# Passage:

-*-

The Chocolate Hills are conical karst that consist of Late Pliocene to Early Pleistocene, thin to medium-bedded, sandy to rubbly marine limestone. They contain abundant fossils of shallow marine foraminifera, coral, mollusks, and algae. These conical hills are geomorphological features called cockpit karst, which were created by a combination of the dissolution of limestone by rainfall, surface water, and groundwater, and their subaerial erosion by streams after they had been uplifted above sea level and fractured by tectonic processes. The hills are separated by flat plains and contain numerous caves and springs.

The origin of the conical karst of the Chocolate Hills is described on the bronze plaque at the viewing deck in Carmen. This plaque states that they are eroded formations of a type of marine limestone that sits on top of hardened clay.

-*-

# Excerpted records:
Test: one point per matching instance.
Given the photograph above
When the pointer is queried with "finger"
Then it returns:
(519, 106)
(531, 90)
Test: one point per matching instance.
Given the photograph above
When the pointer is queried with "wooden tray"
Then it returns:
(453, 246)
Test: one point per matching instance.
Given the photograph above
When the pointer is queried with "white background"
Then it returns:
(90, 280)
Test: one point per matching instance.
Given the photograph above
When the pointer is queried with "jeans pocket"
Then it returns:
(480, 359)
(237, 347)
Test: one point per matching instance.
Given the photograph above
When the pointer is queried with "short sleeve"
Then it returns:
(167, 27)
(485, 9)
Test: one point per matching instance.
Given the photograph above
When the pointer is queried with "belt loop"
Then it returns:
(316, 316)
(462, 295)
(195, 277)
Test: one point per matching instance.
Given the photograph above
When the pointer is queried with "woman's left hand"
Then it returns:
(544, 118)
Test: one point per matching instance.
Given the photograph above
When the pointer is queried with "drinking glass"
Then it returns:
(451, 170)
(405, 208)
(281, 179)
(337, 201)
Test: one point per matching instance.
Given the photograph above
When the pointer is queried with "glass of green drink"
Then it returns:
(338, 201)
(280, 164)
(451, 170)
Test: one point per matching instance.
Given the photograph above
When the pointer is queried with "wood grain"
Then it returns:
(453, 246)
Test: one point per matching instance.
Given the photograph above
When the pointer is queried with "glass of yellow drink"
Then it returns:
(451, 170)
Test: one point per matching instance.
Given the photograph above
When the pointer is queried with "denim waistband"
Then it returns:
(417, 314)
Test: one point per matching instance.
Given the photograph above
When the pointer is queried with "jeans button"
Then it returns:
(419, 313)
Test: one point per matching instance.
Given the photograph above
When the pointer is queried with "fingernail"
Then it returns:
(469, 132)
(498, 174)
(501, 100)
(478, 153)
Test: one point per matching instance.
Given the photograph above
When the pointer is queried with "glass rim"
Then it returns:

-*-

# Parts of the exercise:
(a) Can you repeat the Chocolate Hills passage from "The origin of" up to and including "of hardened clay.", with "bronze plaque" renamed to "metal plaque"?
(b) Would you go on with the Chocolate Hills passage, picking up after its last sentence?

# Responses to the tasks:
(a)
The origin of the conical karst of the Chocolate Hills is described on the metal plaque at the viewing deck in Carmen. This plaque states that they are eroded formations of a type of marine limestone that sits on top of hardened clay.

(b)
A variety of fanciful and less credible explanations about how these hills formed persist, despite extensive scientific documentation. These theories include sub-oceanic volcanism, limestone-covered blocks created by the destruction of an active volcano in a cataclysmic eruption, and tidal movements. The lack of any exposed or associated volcanic rocks in the Chocolate Hills refutes the popular theories involving volcanic eruptions. The theories involving either a sudden, massive geologic shift, coral reefs being erupted from the sea, or tidal movements lack any corroborating evidence or support among geologists.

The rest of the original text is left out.